### The task
Among the records below, find the line that has "positive clicks: (77, 79)"; from there, give the lines again exactly, and stop after the line that has "box: [82, 122, 240, 160]".

Saved entries:
┌──

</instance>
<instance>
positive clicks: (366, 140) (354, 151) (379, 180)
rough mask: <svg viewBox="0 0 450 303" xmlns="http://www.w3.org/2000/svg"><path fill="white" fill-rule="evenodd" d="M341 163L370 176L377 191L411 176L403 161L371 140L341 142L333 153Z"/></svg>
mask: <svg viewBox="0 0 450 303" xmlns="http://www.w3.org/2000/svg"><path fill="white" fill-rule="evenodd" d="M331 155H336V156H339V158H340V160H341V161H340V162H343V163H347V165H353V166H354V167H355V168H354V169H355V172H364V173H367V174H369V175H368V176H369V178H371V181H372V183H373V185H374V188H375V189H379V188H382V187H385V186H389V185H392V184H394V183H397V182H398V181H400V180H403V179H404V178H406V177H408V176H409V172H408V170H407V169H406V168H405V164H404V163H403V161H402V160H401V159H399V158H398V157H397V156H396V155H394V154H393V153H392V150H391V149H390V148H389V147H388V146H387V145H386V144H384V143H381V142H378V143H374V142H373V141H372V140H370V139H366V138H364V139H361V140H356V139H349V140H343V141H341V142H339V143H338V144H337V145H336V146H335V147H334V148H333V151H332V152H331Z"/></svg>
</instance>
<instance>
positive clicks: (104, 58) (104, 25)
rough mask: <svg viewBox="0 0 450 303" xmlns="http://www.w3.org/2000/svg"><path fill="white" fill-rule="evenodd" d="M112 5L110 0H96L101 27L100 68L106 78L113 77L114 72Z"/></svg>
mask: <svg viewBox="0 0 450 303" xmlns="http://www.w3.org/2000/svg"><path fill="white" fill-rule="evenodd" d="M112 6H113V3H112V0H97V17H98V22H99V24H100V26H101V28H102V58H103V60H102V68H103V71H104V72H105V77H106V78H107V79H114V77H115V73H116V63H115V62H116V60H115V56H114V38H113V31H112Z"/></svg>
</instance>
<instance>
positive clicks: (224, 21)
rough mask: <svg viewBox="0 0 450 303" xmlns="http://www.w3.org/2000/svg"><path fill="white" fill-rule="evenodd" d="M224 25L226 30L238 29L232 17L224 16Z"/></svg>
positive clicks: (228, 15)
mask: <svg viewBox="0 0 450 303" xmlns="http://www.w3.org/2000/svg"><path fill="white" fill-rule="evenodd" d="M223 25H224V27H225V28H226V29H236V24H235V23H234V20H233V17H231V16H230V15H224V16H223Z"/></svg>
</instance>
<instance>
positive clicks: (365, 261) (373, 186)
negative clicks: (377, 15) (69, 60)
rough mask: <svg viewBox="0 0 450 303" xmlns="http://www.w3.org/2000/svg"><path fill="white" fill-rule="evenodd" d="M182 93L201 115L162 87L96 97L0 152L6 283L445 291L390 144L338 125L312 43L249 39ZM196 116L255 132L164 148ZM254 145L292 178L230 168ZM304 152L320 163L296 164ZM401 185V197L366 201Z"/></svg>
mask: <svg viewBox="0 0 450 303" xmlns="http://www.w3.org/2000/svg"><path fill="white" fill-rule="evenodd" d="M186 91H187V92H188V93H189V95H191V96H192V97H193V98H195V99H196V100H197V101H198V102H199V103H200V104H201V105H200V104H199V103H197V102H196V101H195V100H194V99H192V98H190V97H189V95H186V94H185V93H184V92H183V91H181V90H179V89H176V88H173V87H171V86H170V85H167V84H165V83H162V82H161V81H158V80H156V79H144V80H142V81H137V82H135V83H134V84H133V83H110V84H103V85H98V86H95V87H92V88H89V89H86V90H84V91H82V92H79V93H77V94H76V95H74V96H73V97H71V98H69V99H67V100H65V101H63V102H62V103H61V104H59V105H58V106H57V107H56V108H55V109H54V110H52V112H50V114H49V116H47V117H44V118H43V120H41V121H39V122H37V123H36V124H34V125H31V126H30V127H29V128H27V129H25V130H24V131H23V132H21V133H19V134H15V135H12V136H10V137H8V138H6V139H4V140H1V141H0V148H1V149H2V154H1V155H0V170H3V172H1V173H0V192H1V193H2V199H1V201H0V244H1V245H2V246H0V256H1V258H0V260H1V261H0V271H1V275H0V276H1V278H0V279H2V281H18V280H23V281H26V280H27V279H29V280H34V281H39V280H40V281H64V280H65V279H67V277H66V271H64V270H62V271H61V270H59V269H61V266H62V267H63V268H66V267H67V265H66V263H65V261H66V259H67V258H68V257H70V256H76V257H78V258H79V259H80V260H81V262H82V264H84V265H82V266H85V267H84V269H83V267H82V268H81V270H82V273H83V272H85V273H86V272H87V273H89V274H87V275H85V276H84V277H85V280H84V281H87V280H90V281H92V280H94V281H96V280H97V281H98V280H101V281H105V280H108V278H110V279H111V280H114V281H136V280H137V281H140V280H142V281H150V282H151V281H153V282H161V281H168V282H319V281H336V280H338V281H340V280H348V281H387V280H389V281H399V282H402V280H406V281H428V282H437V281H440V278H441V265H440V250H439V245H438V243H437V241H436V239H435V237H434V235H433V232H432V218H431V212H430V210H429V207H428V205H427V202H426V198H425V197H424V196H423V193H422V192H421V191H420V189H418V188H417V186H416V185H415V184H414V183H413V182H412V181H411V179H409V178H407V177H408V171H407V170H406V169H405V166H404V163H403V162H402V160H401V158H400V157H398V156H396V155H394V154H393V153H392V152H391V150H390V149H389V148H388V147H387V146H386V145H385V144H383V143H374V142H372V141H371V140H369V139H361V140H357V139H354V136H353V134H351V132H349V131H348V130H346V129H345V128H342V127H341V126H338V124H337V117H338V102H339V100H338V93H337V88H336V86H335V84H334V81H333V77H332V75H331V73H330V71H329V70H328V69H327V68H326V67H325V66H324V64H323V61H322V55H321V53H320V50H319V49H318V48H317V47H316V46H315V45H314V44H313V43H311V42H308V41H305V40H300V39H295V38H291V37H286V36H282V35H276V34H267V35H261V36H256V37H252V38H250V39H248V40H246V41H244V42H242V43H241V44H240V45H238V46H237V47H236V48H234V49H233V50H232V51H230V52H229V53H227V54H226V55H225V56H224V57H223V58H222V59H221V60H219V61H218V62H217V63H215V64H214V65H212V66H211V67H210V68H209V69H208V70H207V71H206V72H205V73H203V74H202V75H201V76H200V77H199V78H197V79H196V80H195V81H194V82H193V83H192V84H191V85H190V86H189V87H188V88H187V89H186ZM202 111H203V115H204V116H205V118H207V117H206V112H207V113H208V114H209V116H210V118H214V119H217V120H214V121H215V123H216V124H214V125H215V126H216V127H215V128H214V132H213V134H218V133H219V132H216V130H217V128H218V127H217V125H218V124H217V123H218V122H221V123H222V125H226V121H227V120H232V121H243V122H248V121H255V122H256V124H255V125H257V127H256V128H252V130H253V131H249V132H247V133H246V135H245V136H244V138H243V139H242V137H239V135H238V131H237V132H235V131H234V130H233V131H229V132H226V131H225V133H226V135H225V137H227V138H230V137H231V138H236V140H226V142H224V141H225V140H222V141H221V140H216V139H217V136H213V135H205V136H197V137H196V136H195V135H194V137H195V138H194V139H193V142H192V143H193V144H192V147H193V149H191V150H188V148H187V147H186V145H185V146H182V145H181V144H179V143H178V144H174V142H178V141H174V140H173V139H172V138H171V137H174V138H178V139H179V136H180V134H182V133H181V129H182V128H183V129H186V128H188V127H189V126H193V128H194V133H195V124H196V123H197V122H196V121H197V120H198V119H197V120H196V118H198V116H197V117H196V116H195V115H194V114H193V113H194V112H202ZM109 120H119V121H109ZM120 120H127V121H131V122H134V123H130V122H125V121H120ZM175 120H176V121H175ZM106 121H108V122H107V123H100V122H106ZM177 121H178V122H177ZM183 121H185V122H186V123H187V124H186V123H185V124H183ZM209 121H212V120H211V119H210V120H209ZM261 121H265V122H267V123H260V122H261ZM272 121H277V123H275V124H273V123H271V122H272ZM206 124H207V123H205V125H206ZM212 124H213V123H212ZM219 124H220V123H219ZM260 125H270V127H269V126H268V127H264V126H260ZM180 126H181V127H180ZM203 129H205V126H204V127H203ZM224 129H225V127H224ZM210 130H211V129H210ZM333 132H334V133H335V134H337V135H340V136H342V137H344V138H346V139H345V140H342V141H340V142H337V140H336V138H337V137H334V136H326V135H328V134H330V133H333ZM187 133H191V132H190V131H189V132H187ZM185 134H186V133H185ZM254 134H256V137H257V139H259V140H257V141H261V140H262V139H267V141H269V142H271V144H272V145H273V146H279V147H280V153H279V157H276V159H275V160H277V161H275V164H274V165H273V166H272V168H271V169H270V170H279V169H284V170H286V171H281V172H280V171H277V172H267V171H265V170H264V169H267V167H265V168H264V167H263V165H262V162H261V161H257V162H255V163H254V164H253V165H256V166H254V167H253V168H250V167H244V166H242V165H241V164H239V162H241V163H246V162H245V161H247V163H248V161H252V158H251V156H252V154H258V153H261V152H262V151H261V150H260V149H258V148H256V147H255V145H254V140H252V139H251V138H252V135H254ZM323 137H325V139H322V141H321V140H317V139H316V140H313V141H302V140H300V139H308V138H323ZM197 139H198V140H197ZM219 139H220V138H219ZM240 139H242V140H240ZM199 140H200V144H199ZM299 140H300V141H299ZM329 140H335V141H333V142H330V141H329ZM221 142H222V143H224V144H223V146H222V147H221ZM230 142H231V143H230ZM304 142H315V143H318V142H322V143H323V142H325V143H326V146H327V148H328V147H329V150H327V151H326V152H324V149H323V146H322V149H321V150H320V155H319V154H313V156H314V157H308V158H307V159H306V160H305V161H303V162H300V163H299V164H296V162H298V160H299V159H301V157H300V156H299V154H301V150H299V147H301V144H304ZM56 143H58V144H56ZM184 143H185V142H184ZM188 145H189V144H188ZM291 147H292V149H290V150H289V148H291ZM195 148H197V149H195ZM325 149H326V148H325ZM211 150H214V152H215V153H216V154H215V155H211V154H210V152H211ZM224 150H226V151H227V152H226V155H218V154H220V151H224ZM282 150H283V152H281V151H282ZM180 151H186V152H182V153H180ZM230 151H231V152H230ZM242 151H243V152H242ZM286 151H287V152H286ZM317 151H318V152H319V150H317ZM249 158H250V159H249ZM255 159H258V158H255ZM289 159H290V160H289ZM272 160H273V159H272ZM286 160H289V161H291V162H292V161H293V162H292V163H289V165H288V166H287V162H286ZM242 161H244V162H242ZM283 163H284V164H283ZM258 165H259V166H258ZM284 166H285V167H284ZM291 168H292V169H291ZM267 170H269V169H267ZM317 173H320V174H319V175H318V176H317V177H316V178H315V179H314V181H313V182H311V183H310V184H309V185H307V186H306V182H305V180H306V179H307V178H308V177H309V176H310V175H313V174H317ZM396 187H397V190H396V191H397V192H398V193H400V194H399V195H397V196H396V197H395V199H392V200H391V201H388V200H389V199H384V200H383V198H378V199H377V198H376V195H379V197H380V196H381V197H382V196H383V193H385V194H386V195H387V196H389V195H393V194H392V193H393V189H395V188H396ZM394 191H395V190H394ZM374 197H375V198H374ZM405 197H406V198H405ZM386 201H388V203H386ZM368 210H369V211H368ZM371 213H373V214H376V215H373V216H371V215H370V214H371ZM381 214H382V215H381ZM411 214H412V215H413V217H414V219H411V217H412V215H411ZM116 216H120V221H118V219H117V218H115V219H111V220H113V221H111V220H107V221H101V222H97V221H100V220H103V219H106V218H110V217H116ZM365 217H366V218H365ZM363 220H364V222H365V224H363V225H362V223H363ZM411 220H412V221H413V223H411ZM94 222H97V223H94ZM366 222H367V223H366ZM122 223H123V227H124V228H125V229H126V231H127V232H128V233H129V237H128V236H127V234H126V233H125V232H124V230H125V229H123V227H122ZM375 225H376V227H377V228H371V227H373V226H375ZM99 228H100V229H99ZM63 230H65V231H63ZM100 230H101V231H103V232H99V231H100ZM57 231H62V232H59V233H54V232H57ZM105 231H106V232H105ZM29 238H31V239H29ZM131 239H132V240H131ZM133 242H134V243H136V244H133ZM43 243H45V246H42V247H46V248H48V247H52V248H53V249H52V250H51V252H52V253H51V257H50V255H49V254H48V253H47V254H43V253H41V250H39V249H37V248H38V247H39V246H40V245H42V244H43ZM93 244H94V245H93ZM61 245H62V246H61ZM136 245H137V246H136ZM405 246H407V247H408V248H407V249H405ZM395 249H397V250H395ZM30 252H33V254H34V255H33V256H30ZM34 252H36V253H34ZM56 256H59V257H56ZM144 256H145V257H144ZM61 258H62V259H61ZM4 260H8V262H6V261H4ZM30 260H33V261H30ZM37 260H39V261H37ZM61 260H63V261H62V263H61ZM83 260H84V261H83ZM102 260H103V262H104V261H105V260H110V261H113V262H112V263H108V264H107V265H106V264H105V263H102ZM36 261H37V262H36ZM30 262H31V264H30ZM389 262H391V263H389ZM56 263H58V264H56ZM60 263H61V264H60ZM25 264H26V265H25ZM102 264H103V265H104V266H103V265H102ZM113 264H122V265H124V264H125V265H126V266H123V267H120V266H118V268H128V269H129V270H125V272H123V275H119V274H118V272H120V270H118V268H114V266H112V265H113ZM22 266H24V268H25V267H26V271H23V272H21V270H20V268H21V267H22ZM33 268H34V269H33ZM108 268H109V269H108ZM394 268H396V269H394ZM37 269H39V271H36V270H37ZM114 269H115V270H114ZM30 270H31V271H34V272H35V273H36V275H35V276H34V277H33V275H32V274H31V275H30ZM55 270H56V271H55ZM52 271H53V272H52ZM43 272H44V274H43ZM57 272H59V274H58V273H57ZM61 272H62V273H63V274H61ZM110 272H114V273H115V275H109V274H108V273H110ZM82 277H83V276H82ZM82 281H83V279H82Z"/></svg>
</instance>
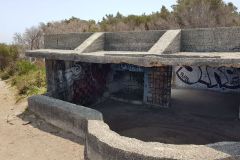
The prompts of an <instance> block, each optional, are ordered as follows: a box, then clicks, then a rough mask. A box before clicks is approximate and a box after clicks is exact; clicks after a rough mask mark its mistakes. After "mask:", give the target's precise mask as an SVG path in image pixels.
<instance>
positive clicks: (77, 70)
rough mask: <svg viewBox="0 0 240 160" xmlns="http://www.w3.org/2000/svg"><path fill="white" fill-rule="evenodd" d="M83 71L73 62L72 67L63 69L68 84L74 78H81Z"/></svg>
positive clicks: (77, 79)
mask: <svg viewBox="0 0 240 160" xmlns="http://www.w3.org/2000/svg"><path fill="white" fill-rule="evenodd" d="M84 75H85V72H84V70H83V68H82V66H81V65H79V64H74V65H73V67H71V68H69V69H67V70H65V77H66V80H67V84H68V86H69V87H70V86H72V85H73V83H74V81H75V80H79V79H83V78H84Z"/></svg>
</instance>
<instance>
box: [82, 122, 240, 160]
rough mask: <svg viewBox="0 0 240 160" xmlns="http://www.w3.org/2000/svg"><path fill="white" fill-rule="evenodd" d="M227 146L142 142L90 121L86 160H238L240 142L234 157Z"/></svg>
mask: <svg viewBox="0 0 240 160" xmlns="http://www.w3.org/2000/svg"><path fill="white" fill-rule="evenodd" d="M224 145H225V146H223V145H222V143H219V144H213V145H209V146H205V145H172V144H162V143H154V142H143V141H140V140H137V139H133V138H127V137H123V136H120V135H118V134H117V133H115V132H113V131H111V130H110V129H109V127H108V126H107V125H106V124H105V123H104V122H102V121H94V120H90V121H89V122H88V135H87V137H86V146H85V156H86V157H85V158H86V159H88V160H96V159H97V160H106V159H109V160H110V159H111V160H123V159H132V160H135V159H136V160H137V159H141V160H143V159H144V160H163V159H164V160H203V159H204V160H236V159H239V158H240V157H239V156H240V155H238V153H239V149H236V148H239V143H236V144H231V146H235V151H236V152H235V154H234V153H232V154H231V153H227V152H225V150H226V149H224V147H226V144H224ZM219 148H220V149H219ZM232 148H234V147H232Z"/></svg>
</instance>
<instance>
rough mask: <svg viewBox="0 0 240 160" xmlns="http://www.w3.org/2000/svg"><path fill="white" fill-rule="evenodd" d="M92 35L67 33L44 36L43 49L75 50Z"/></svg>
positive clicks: (91, 34)
mask: <svg viewBox="0 0 240 160" xmlns="http://www.w3.org/2000/svg"><path fill="white" fill-rule="evenodd" d="M92 34H93V33H69V34H53V35H45V36H44V46H45V49H70V50H72V49H75V48H77V47H78V46H79V45H80V44H81V43H83V42H84V41H85V40H86V39H87V38H88V37H90V36H91V35H92Z"/></svg>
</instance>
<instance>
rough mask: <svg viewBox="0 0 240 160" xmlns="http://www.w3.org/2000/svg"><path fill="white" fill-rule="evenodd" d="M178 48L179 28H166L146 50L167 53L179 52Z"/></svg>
mask: <svg viewBox="0 0 240 160" xmlns="http://www.w3.org/2000/svg"><path fill="white" fill-rule="evenodd" d="M180 48H181V30H168V31H166V32H165V33H164V34H163V36H162V37H160V39H159V40H158V41H157V43H156V44H155V45H154V46H153V47H152V48H151V49H150V50H149V51H148V52H149V53H155V54H169V53H176V52H179V51H180Z"/></svg>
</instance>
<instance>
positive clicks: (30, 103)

└──

### Expected answer
positive clicks: (77, 79)
mask: <svg viewBox="0 0 240 160" xmlns="http://www.w3.org/2000/svg"><path fill="white" fill-rule="evenodd" d="M84 75H85V72H84V70H83V68H82V66H81V65H79V64H74V65H73V67H71V68H69V69H67V70H65V77H66V80H67V84H68V86H69V87H70V86H72V85H73V83H74V81H75V80H79V79H83V78H84Z"/></svg>
</instance>
<instance>
box: [82, 122, 240, 160]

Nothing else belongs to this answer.